→ **SELECTED PASSAGE**
---*---
Antigen expression assessed by DNA-microarrays is depicted in the following for the GMMG-MM5 cohort as well as the part of this cohort validated by RNA-sequencing [in brackets, for gene expression profiling]. HM1.24 is expressed in all 458 CD138-purified plasma cell samples with available gene expression data. HMMR is expressed in 318/458 (69.4%) [91.4%] of samples, MAGE-A3 in 209/458 (45.6%) [46.7%], NY-ESO-1/2 (NY-ESO1 (CTAG1A, CTAG1B), NY-ESO2 (CTAG2)) in 40/458 (8.7%) [7.2%], and WT-1 in 4/458 (0.8%) [1.9%] (Figure 1, Table 1, Supplementary Figure S1).

RNA-sequencing validates expression showing an identical expression pattern for the observed antigens with normalized read counts above one being observed for HM1.24 in all, HMMR in 144/152 (94.7%), MAGE-A3 in 77/152 (50.7%), NY-ESO-1/2 in 20/152 (13.2%), and WT-1 in 5/152 (3.3%) of corresponding samples (Figure 1, Table 1). GEP and RNA-sequencing show an overall correlation (Pearson) for HM1.24 (r2 = .68), HMMR (r2 = 72), MAGE-A3 (r2 = .74), NY-ESO-1/2 (r2 = .72), and WT-1 (r2 = .18), Supplementary Figure S2.

Expression of HM1.24 and cancer testis antigens in normal and malignant plasma cells as well as cells of the B-cell lineage.

Figure 1: Expression of HM1.24 and cancer testis antigens in normal and malignant plasma cells as well as cells of the B-cell lineage. Shown is the expression of (A) HM1.24, (B) HMMR, (C) MAGE-A3, (D) NY-ESO-1/2, and (E) WT-1 in normal plasma cell precursors, i.e. memory B-cells (MBC) and in vitro generated polyclonal plasmablastic cells (PPC), as well as normal bone marrow plasma cells (BMPC), malignant plasma cells from patients with newly-diagnosed multiple myeloma (MM), and human myeloma cell lines (HMCL). Left panel shows gene expression profiling using DNA-microarrays with black numbers depicting the number of patient samples expressing the respective gene according to the PANP-algorithm, gray number the one that showed no expression. Right panel shows gene expression profiling using RNA-sequencing with numbers depicting the total number of samples assessed. Significant difference is depicted by one asterisk (*) for a level of P < 0.05, two asterisks (**) for a level of P < 0.01, and three (***) for P < 0.001.
---*---
→ **MATERIAL PROVIDED**
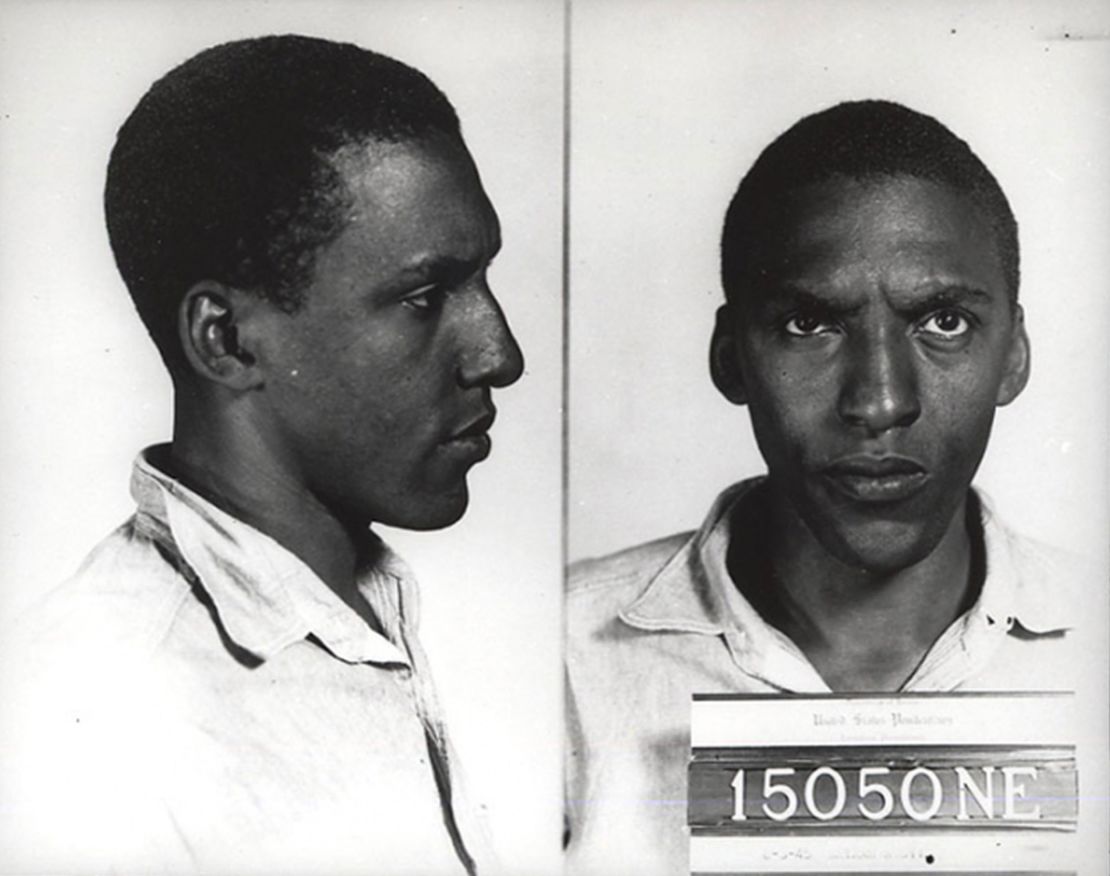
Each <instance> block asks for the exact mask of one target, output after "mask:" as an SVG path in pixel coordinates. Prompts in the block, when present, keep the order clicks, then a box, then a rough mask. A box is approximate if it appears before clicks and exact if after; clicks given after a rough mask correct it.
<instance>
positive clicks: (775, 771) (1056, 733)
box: [688, 694, 1079, 874]
mask: <svg viewBox="0 0 1110 876" xmlns="http://www.w3.org/2000/svg"><path fill="white" fill-rule="evenodd" d="M1072 713H1073V702H1072V695H1071V694H912V695H898V696H890V695H882V696H816V697H783V696H750V695H736V696H733V695H704V696H703V695H695V697H694V706H693V721H692V756H690V764H689V798H688V823H689V826H690V866H692V872H693V873H696V874H702V873H706V874H709V873H713V874H724V873H735V874H741V873H811V874H831V873H838V874H847V873H888V874H896V873H919V872H928V873H947V874H952V873H1011V874H1017V873H1020V874H1033V873H1052V874H1063V873H1072V872H1073V869H1072V867H1073V864H1071V863H1070V862H1071V859H1072V857H1073V848H1072V846H1073V840H1074V832H1076V827H1077V824H1078V817H1079V806H1078V784H1079V777H1078V771H1077V766H1076V741H1074V738H1073V727H1074V723H1073V718H1072Z"/></svg>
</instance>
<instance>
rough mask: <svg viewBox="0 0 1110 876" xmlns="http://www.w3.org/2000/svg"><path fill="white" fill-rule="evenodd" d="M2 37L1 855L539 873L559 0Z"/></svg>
mask: <svg viewBox="0 0 1110 876" xmlns="http://www.w3.org/2000/svg"><path fill="white" fill-rule="evenodd" d="M0 19H2V22H3V30H4V32H6V36H7V39H8V40H10V42H9V43H8V49H7V50H6V52H4V58H3V60H2V61H0V78H2V81H3V83H4V92H6V101H4V104H6V105H4V121H3V125H4V134H3V139H4V152H3V161H2V169H0V171H2V174H3V190H4V199H3V201H4V202H3V207H2V211H3V222H2V228H3V238H4V243H3V253H2V259H3V269H4V275H6V278H8V281H6V284H4V285H6V289H4V296H3V313H4V319H3V323H4V325H6V329H4V346H6V349H7V350H8V355H9V356H10V361H11V362H19V366H18V367H17V369H13V370H9V369H7V367H6V370H4V393H3V395H4V421H6V423H7V424H8V427H7V429H6V435H4V450H6V454H4V465H6V469H4V477H6V483H7V485H8V490H9V493H8V503H7V511H6V512H4V521H3V523H4V532H3V556H4V588H3V590H4V593H3V621H4V623H6V626H4V628H6V630H9V631H11V632H10V634H6V635H4V637H3V654H4V657H3V693H4V699H6V703H8V706H6V709H4V716H3V727H2V729H3V735H2V738H3V746H2V761H3V763H2V766H3V781H2V782H0V787H2V792H0V870H2V872H4V873H14V872H19V873H84V872H88V873H105V872H118V873H155V872H158V873H195V872H220V873H232V872H234V873H250V872H253V873H275V872H290V873H293V872H295V873H349V872H360V873H382V874H401V873H412V874H425V873H430V874H438V873H497V872H509V873H519V872H527V870H535V872H553V870H554V869H556V868H557V867H558V855H559V848H558V835H559V827H561V823H562V806H561V802H559V787H561V757H559V749H558V745H557V742H558V738H559V726H561V721H559V707H561V699H562V697H561V689H559V679H561V671H559V656H561V636H562V630H561V626H559V616H561V612H559V606H561V601H562V567H561V566H562V564H561V561H559V552H558V548H559V543H558V537H557V534H558V531H559V505H558V501H557V495H558V484H559V479H561V474H559V467H558V466H559V446H558V442H557V436H558V434H559V431H561V425H559V401H558V392H559V382H561V359H562V353H561V349H559V345H561V340H559V334H558V332H557V331H554V332H553V331H552V330H551V326H552V325H557V323H558V320H559V313H561V301H559V290H561V278H559V260H561V220H559V213H558V204H559V197H561V195H559V189H561V181H562V154H561V145H559V143H561V137H562V130H563V128H562V125H563V122H562V113H561V107H562V97H561V95H562V66H563V53H562V47H561V38H562V10H561V8H558V7H557V6H556V7H542V6H534V7H523V8H522V7H516V6H514V4H508V3H502V4H488V6H486V7H484V8H482V9H474V8H467V9H465V10H460V9H455V8H454V7H451V8H448V7H445V6H443V4H440V3H425V4H412V3H322V4H319V3H313V4H311V7H310V4H303V3H245V2H244V3H230V4H224V3H220V4H201V6H196V4H192V3H174V2H169V3H150V4H99V3H91V4H88V6H74V4H32V3H13V4H9V6H7V7H6V8H4V9H3V10H2V12H0ZM522 66H527V68H528V69H529V71H531V75H529V77H528V78H526V79H518V78H517V79H514V77H513V75H511V74H509V73H508V71H513V70H517V69H519V68H521V67H522ZM148 335H149V336H148ZM144 447H145V450H144ZM129 484H130V490H129ZM129 492H130V496H129Z"/></svg>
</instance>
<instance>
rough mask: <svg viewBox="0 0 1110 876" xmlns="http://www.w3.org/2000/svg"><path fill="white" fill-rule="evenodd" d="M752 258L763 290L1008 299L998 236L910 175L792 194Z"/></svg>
mask: <svg viewBox="0 0 1110 876" xmlns="http://www.w3.org/2000/svg"><path fill="white" fill-rule="evenodd" d="M750 253H751V260H750V262H749V263H750V265H751V266H753V268H755V269H756V272H757V278H758V279H759V280H761V281H763V282H757V284H756V285H757V288H758V286H763V288H764V289H767V288H768V286H774V285H777V284H780V283H787V284H798V285H803V286H807V288H813V290H811V291H818V292H820V291H823V290H826V291H836V290H837V289H839V288H841V286H842V288H846V289H847V288H856V286H859V285H860V284H865V285H882V286H889V288H890V289H892V290H894V291H898V290H900V289H914V288H917V286H928V285H930V284H932V285H936V284H960V285H968V286H972V288H978V289H982V290H985V291H987V292H990V293H991V294H992V295H995V294H997V295H1003V294H1005V282H1003V275H1002V268H1001V260H1000V256H999V252H998V245H997V240H996V238H995V234H993V233H992V230H991V228H990V225H989V223H988V222H987V221H986V220H985V218H983V215H982V212H981V211H980V210H979V209H978V208H977V205H976V204H975V202H973V201H972V200H971V199H970V198H969V197H967V195H966V194H962V193H960V192H958V191H956V190H953V189H951V188H950V187H947V185H944V184H940V183H935V182H931V181H929V180H922V179H918V178H912V177H884V178H876V179H862V180H859V179H849V178H845V177H835V178H831V179H829V180H825V181H823V182H819V183H815V184H810V185H806V187H803V188H799V189H796V190H794V191H790V192H788V193H787V194H786V195H785V197H784V199H783V201H781V203H780V204H779V205H778V207H777V209H776V210H775V211H774V214H773V217H771V218H770V221H769V222H768V223H767V224H766V225H765V228H764V230H763V231H761V232H760V233H759V234H758V235H757V239H756V240H755V241H754V245H753V246H751V250H750ZM768 281H770V282H769V283H768Z"/></svg>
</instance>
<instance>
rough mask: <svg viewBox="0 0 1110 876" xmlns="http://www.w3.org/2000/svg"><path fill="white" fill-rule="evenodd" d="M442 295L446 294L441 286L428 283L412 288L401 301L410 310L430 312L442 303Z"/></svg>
mask: <svg viewBox="0 0 1110 876" xmlns="http://www.w3.org/2000/svg"><path fill="white" fill-rule="evenodd" d="M444 295H446V290H445V289H443V286H440V285H436V284H435V283H430V284H428V285H424V286H420V288H418V289H414V290H413V291H412V292H410V293H408V294H406V295H405V296H404V298H402V299H401V303H402V304H403V305H404V306H406V308H408V309H410V310H414V311H417V312H420V313H431V312H432V311H435V310H438V309H440V306H441V305H442V304H443V298H444Z"/></svg>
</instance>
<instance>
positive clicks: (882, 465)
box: [821, 454, 929, 504]
mask: <svg viewBox="0 0 1110 876" xmlns="http://www.w3.org/2000/svg"><path fill="white" fill-rule="evenodd" d="M821 475H823V476H824V477H825V480H826V481H827V482H828V483H829V484H830V485H831V486H833V487H834V489H835V490H836V491H837V492H838V493H840V494H841V495H845V496H847V497H848V499H851V500H854V501H856V502H862V503H867V504H881V503H886V502H901V501H904V500H907V499H909V497H911V496H914V495H915V494H917V493H918V492H919V491H920V490H922V489H924V487H925V485H926V483H928V481H929V473H928V472H927V471H926V469H925V466H924V465H921V464H920V463H919V462H917V461H916V460H911V459H909V457H907V456H898V455H894V454H889V455H871V454H856V455H851V456H842V457H840V459H839V460H836V461H835V462H834V463H831V464H830V465H828V466H826V467H825V469H824V470H821Z"/></svg>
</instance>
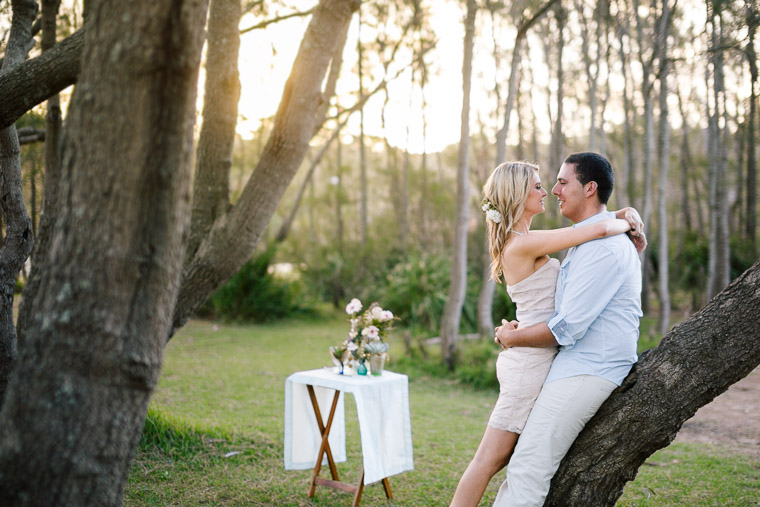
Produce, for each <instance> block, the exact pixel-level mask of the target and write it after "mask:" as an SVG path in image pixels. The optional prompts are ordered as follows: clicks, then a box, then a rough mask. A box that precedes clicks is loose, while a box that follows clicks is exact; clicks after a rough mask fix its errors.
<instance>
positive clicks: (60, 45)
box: [0, 28, 84, 128]
mask: <svg viewBox="0 0 760 507" xmlns="http://www.w3.org/2000/svg"><path fill="white" fill-rule="evenodd" d="M83 30H84V29H82V28H80V29H79V30H77V31H76V32H74V33H73V34H72V35H70V36H69V37H67V38H66V39H64V40H62V41H61V42H60V43H58V44H56V45H55V46H54V47H53V48H52V49H51V50H50V51H44V52H43V53H42V54H41V55H40V56H38V57H36V58H32V59H31V60H28V61H26V62H24V63H22V64H20V65H18V66H16V67H14V68H13V70H11V71H10V72H8V73H7V74H3V75H2V76H0V97H3V107H1V108H0V128H5V127H8V126H10V125H13V123H14V122H15V121H16V120H18V119H19V118H20V117H21V116H23V115H24V113H26V112H27V111H29V110H30V109H31V108H33V107H34V106H36V105H37V104H40V103H42V102H44V101H45V100H47V99H48V98H49V97H51V96H52V95H55V94H56V93H58V92H60V91H61V90H63V89H64V88H66V87H67V86H71V85H72V84H74V83H75V82H76V80H77V77H78V76H79V67H80V66H79V61H80V58H81V56H82V46H83V44H84V31H83Z"/></svg>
---*---
→ **PROBLEM**
Please extend the passage on HM1.24 and cancer testis antigen expression in plasma cells with a few sentences that pick up after its last sentence.

→ **ANSWER SPACE**
Table 1: Expression of HM1.24 and CTAs as well as CTA-specific immune responses

GEP, gene expression profiling, “absence” (a) and “presence” (p) of gene expression assessed by “presence-absence calls with negative-strand matching probe-sets” (PANP) algorithm. RNA-seq, RNA-sequencing, respective quantitative values depicted as normalized count rates. Response: light green (+) indicates specific T-cell response against the respective antigen defined as ≥ 2-fold increased number of positive ELISPOTs compared to control, dark green (++) strong response defined as ≥ 3-fold increased number of positive ELISPOTs compared to control. Orange, response can be raised although the antigen is not expressed. Light gray, no response (n). White, not available.

For individual patients, the mean correlation between GEP and RNA-seq for the five investigated genes is tight, i.e. a median correlation coefficient (Pearson) of 0.95 (see also Supplementary Figure S2 and discussion). For expression data regarding the functional validation cohort, see Table 1 and Supplementary Figure S1.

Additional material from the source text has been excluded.